[DATA RECORDS]:

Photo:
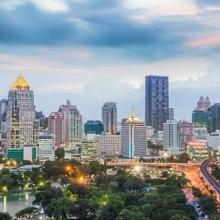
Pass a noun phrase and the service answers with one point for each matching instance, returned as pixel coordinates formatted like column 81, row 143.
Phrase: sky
column 94, row 51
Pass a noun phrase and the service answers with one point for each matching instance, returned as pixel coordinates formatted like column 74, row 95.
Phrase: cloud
column 62, row 88
column 205, row 41
column 54, row 6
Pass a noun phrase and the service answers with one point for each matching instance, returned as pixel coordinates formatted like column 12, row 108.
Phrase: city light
column 137, row 169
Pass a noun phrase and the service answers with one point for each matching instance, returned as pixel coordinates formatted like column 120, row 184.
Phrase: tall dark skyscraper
column 156, row 101
column 214, row 118
column 109, row 117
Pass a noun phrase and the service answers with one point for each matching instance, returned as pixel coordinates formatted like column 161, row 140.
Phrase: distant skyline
column 92, row 52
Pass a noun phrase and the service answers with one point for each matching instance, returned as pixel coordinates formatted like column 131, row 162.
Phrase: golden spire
column 20, row 83
column 133, row 113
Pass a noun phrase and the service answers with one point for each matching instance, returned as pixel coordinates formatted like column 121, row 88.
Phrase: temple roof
column 133, row 119
column 20, row 83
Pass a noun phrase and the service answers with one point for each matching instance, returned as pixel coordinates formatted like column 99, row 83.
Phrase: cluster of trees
column 121, row 196
column 208, row 204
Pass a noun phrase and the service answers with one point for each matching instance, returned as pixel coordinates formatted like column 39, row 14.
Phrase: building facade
column 55, row 127
column 46, row 150
column 198, row 150
column 109, row 117
column 109, row 146
column 156, row 101
column 133, row 138
column 93, row 127
column 172, row 137
column 72, row 124
column 214, row 118
column 20, row 114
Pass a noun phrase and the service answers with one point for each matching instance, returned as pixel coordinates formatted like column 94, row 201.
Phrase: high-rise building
column 172, row 137
column 133, row 137
column 46, row 149
column 200, row 113
column 156, row 101
column 109, row 117
column 55, row 127
column 171, row 113
column 72, row 124
column 3, row 109
column 214, row 118
column 109, row 146
column 20, row 114
column 93, row 127
column 187, row 130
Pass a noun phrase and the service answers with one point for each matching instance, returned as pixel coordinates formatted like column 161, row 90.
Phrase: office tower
column 93, row 127
column 109, row 146
column 187, row 131
column 172, row 137
column 133, row 137
column 214, row 118
column 3, row 109
column 46, row 150
column 72, row 124
column 200, row 133
column 55, row 127
column 198, row 151
column 171, row 113
column 20, row 114
column 200, row 113
column 109, row 117
column 156, row 101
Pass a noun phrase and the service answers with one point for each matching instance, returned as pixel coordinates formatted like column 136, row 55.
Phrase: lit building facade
column 133, row 138
column 72, row 124
column 20, row 114
column 55, row 127
column 46, row 150
column 109, row 146
column 214, row 118
column 198, row 150
column 109, row 117
column 156, row 101
column 172, row 137
column 93, row 127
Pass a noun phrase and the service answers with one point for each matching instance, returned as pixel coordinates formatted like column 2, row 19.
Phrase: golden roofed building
column 20, row 83
column 133, row 119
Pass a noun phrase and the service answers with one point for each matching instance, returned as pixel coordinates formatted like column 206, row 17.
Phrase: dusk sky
column 93, row 51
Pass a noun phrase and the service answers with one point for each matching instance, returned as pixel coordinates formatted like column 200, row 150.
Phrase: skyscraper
column 172, row 137
column 72, row 124
column 214, row 118
column 200, row 113
column 109, row 117
column 156, row 101
column 133, row 137
column 20, row 114
column 55, row 127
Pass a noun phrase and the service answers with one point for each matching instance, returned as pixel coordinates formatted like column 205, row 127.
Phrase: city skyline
column 77, row 56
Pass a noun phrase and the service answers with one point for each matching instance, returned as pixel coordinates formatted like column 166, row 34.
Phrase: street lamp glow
column 137, row 168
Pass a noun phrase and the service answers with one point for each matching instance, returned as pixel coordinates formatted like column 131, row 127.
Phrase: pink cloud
column 205, row 41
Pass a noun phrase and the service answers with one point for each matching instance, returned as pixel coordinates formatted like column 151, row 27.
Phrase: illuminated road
column 209, row 179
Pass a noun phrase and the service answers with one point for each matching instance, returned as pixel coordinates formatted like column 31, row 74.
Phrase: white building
column 46, row 149
column 214, row 140
column 172, row 137
column 200, row 133
column 133, row 138
column 109, row 146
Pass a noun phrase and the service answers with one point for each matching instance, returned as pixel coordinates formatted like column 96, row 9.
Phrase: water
column 16, row 202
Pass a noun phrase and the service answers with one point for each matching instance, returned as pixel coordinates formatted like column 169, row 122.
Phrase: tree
column 60, row 153
column 5, row 216
column 26, row 213
column 208, row 204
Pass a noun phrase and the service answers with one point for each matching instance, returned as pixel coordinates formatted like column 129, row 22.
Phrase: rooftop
column 20, row 83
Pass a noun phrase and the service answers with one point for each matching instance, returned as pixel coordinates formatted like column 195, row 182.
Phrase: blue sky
column 93, row 51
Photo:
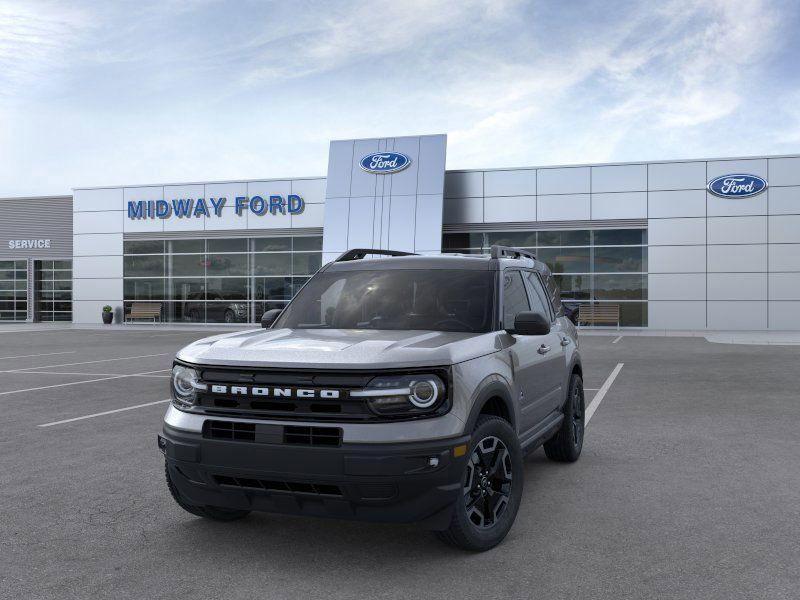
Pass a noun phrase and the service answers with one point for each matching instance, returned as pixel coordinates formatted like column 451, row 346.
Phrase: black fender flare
column 495, row 387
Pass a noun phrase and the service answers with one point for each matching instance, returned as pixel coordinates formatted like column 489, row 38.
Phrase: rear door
column 528, row 358
column 555, row 358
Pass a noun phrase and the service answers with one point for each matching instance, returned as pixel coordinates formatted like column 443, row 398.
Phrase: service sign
column 189, row 208
column 28, row 244
column 737, row 186
column 384, row 163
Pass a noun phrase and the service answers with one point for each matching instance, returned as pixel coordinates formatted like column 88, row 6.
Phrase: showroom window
column 13, row 290
column 218, row 280
column 53, row 290
column 591, row 266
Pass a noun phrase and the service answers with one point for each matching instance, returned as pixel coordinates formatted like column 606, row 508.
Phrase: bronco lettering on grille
column 274, row 392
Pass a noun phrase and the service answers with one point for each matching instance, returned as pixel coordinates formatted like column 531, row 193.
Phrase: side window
column 515, row 298
column 539, row 301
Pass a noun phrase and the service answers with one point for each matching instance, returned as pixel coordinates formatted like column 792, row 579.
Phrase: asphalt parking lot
column 687, row 488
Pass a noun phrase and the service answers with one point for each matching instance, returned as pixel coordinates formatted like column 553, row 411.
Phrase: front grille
column 253, row 393
column 312, row 436
column 339, row 408
column 290, row 487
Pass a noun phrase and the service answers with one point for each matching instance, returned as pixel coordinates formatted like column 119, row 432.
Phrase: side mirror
column 531, row 323
column 571, row 312
column 268, row 318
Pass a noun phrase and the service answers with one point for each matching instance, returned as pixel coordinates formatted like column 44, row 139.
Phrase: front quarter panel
column 476, row 381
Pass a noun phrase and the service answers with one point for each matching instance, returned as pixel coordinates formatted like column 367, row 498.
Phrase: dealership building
column 683, row 244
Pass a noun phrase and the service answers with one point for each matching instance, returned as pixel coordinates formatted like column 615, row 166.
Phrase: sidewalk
column 780, row 338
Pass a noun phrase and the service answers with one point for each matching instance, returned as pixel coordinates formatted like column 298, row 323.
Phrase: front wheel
column 491, row 488
column 567, row 443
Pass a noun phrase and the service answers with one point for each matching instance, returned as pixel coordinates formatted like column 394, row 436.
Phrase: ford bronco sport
column 405, row 388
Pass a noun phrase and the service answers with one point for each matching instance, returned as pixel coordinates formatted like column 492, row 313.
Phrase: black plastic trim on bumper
column 394, row 482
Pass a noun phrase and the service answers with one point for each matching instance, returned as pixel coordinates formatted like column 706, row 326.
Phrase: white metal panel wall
column 100, row 221
column 97, row 227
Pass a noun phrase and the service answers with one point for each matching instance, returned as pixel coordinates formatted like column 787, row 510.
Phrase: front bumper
column 399, row 482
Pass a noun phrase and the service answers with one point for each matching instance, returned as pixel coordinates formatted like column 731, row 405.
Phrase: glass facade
column 218, row 280
column 13, row 290
column 590, row 265
column 53, row 290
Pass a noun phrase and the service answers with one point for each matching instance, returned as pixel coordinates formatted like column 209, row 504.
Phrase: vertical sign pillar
column 31, row 295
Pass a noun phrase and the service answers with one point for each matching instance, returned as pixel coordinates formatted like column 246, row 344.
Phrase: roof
column 476, row 262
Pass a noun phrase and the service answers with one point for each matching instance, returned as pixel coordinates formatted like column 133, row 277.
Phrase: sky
column 109, row 93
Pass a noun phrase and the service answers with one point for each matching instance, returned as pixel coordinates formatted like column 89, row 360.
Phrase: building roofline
column 55, row 197
column 521, row 168
column 219, row 181
column 626, row 163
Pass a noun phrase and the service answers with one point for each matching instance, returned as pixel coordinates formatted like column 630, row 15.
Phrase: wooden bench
column 144, row 310
column 595, row 314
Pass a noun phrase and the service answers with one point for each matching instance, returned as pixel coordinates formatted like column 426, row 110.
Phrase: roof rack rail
column 509, row 252
column 359, row 253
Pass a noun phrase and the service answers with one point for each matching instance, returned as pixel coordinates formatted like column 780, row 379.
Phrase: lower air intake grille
column 292, row 487
column 312, row 436
column 230, row 430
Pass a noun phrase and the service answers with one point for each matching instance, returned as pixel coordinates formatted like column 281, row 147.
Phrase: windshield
column 437, row 300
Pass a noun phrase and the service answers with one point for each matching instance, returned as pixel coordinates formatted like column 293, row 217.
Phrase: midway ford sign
column 187, row 208
column 737, row 186
column 384, row 163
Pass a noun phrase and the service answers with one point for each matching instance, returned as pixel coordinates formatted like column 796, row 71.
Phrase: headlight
column 185, row 384
column 404, row 395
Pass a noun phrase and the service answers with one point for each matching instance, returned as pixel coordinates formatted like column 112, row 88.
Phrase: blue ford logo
column 736, row 186
column 384, row 163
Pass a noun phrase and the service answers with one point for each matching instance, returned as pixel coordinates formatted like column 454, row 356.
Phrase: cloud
column 663, row 68
column 34, row 38
column 101, row 93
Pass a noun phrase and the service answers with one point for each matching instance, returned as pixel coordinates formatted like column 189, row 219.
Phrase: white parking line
column 598, row 397
column 47, row 387
column 90, row 374
column 107, row 412
column 87, row 362
column 34, row 355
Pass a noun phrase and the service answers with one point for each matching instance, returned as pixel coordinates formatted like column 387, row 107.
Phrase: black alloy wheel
column 567, row 443
column 491, row 487
column 487, row 486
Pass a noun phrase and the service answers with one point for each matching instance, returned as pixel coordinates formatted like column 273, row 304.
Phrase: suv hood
column 339, row 348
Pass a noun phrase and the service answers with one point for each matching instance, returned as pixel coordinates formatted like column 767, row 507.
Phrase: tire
column 470, row 529
column 207, row 512
column 567, row 443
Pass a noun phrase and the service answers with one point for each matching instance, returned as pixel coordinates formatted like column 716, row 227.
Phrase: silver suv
column 404, row 388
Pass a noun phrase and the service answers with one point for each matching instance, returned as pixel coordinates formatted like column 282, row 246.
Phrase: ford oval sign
column 737, row 186
column 384, row 163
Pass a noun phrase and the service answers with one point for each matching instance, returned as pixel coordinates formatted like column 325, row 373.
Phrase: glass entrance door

[TASK GOAL]:
The answer is to be the lines of the listing from the first through the one with "131, row 162.", reproduced exactly, without any pictures.

[EXPECTED ANSWER]:
Photo:
Pass a noun phrase and the service answers with one point for each matching instance, returned as pixel coordinates formatted like column 81, row 143.
Phrase: sky
column 94, row 51
Pass a noun phrase and the service answers with one point for each matching instance, returned as pixel coordinates formatted like column 74, row 95.
Phrase: cloud
column 62, row 88
column 205, row 41
column 54, row 6
Pass a noun phrase and the service answers with one point for each matching instance, returned as pixel coordinates formatted like column 12, row 108.
Phrase: city light
column 137, row 169
Pass a noun phrase and the service answers with one point for each matching instance, returned as pixel coordinates formatted like column 120, row 184.
Phrase: tall dark skyscraper
column 156, row 101
column 214, row 118
column 109, row 117
Pass a noun phrase and the service answers with one point for each matching instance, returned as pixel coordinates formatted like column 161, row 140.
Phrase: distant skyline
column 92, row 52
Pass a noun phrase and the service answers with one point for each matching instance, returned as pixel coordinates formatted like column 131, row 162.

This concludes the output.